• **INSTRUCTION**: Report how many lines in the rows below contain the string "building", treating uppercase and lowercase as different. Give only the number.

********

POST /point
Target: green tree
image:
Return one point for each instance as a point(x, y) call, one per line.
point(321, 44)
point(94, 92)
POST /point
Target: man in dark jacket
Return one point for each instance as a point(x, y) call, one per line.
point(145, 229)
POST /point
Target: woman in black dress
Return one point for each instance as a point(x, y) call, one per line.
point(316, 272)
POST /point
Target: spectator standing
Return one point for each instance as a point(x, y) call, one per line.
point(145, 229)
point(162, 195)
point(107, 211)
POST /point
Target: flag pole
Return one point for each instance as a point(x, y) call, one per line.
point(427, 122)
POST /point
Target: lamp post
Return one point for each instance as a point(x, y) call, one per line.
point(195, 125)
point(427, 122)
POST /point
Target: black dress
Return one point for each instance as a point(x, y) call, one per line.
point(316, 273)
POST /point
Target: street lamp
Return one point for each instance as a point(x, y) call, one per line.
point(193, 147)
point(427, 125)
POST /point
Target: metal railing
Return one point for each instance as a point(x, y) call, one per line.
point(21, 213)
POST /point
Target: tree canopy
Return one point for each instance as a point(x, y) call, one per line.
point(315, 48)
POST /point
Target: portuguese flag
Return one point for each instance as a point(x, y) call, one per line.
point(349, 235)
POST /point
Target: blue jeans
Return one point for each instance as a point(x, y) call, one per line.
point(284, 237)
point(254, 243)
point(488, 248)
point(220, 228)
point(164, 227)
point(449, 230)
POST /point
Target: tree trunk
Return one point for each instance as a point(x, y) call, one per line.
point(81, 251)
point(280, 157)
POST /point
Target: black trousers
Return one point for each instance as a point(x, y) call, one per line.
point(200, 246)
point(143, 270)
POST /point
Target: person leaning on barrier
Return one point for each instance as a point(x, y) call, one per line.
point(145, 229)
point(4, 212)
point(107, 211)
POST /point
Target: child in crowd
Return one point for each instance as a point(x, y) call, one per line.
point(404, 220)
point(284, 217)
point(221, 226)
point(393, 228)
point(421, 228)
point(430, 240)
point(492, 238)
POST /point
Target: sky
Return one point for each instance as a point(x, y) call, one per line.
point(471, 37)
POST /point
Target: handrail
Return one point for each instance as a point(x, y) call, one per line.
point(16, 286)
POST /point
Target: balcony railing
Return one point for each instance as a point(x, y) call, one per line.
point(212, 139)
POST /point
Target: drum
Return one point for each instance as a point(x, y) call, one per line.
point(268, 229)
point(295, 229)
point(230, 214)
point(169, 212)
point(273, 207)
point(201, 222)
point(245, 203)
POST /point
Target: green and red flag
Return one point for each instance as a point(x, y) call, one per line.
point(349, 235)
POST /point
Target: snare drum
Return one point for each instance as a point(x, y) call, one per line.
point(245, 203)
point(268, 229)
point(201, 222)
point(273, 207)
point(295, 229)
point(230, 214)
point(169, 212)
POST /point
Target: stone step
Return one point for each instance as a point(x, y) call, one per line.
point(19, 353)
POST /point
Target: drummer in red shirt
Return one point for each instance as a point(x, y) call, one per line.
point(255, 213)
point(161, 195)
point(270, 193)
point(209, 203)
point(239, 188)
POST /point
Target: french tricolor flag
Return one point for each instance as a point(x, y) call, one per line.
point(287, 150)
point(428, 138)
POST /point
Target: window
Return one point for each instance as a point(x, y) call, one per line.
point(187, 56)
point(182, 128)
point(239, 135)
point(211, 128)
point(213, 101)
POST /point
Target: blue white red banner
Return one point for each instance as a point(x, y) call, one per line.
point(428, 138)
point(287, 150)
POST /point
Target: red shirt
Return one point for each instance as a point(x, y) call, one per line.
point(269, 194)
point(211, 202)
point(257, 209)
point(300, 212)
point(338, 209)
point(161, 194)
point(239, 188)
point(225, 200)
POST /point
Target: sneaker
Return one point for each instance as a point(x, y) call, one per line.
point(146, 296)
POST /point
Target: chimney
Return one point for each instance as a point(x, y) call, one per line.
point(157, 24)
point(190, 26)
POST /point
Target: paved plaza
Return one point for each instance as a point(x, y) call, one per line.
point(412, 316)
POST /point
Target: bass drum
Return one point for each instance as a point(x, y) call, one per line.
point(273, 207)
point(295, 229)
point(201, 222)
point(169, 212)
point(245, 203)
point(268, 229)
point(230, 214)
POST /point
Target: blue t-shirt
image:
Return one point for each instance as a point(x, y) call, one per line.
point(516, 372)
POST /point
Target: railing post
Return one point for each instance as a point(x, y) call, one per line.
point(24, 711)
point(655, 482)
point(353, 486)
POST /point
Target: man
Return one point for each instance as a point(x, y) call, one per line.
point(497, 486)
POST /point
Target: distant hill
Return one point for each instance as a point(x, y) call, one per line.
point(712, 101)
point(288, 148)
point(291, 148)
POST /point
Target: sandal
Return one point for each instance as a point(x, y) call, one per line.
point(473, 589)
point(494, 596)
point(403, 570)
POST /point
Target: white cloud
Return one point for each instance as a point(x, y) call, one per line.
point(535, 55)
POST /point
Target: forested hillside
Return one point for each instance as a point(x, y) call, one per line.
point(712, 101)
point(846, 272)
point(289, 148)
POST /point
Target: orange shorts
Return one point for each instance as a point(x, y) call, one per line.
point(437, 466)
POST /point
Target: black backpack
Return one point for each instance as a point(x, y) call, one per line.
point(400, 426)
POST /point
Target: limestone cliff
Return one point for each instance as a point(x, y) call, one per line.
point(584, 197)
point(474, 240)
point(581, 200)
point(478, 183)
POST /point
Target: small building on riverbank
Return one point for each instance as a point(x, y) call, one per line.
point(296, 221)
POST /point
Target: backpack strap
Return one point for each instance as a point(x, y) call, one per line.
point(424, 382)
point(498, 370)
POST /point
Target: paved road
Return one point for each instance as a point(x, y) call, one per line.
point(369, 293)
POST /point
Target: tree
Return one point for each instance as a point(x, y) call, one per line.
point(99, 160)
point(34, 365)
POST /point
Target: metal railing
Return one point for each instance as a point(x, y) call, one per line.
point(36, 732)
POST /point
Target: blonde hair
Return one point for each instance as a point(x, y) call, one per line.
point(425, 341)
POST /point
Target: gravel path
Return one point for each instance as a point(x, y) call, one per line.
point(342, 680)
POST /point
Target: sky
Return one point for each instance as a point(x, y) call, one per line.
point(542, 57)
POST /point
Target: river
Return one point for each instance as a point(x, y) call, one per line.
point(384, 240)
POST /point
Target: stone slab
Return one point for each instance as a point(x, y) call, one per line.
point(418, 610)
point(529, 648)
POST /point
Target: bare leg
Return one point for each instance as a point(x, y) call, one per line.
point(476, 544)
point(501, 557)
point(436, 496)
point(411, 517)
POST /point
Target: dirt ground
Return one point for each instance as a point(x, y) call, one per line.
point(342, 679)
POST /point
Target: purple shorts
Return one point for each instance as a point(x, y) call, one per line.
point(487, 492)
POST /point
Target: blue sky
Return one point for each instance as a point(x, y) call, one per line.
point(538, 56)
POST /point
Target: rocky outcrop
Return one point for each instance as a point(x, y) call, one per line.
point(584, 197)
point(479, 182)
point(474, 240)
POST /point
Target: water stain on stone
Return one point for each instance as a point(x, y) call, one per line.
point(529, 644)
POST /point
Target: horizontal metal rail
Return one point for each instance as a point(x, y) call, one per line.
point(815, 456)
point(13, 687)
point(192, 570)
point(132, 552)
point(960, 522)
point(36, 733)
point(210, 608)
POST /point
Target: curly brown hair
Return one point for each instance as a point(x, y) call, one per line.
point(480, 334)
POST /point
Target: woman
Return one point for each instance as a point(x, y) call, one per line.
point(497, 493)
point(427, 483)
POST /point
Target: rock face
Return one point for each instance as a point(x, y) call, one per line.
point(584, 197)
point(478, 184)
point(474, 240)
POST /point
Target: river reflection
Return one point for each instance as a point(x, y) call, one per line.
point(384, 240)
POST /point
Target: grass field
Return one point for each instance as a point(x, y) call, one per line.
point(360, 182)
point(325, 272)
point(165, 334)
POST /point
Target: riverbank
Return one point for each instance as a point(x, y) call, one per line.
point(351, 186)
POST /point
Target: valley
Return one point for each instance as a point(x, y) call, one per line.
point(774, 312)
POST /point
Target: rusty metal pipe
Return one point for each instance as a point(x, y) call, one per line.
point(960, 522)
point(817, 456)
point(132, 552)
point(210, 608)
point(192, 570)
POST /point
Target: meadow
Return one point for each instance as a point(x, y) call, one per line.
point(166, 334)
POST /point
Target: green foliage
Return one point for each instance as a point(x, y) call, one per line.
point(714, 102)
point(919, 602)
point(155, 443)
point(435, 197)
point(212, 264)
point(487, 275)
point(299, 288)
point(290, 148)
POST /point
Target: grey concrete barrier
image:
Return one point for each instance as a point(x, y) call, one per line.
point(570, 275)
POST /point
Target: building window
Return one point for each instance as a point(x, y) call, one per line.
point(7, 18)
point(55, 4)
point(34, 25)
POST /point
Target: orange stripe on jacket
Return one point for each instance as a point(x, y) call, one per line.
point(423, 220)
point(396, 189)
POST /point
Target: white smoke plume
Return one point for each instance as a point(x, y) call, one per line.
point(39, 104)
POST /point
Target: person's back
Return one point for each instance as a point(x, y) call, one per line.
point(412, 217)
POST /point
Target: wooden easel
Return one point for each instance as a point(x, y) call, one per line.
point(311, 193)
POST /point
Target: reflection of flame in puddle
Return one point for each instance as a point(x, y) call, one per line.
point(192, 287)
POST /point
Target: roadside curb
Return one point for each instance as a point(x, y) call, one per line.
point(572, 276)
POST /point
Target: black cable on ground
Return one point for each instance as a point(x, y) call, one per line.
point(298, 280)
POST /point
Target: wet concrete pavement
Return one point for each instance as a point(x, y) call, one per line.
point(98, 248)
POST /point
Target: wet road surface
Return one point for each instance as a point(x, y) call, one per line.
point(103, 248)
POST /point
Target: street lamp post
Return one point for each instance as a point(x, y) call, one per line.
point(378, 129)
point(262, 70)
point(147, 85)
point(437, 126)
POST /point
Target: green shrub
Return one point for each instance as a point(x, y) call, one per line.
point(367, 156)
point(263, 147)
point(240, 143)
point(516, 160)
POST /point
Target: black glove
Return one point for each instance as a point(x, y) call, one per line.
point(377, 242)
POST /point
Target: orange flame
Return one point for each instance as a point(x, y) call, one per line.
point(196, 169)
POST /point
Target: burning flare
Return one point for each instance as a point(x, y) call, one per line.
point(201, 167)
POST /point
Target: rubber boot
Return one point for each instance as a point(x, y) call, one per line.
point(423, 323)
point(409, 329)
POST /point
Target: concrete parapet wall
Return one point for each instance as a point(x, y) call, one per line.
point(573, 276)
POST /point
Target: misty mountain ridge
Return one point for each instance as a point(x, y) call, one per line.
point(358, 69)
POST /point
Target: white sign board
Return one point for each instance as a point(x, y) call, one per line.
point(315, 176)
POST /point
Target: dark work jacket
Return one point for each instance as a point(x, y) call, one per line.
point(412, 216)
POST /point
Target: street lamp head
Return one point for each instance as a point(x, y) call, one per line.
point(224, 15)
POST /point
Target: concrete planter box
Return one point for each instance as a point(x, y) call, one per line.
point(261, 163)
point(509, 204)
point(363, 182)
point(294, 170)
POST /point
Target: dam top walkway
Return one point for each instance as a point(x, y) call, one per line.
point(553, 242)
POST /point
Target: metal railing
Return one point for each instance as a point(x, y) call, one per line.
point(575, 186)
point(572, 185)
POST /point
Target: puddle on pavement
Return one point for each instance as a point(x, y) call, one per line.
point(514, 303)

********

• **SOLUTION TO THIS PROBLEM**: 2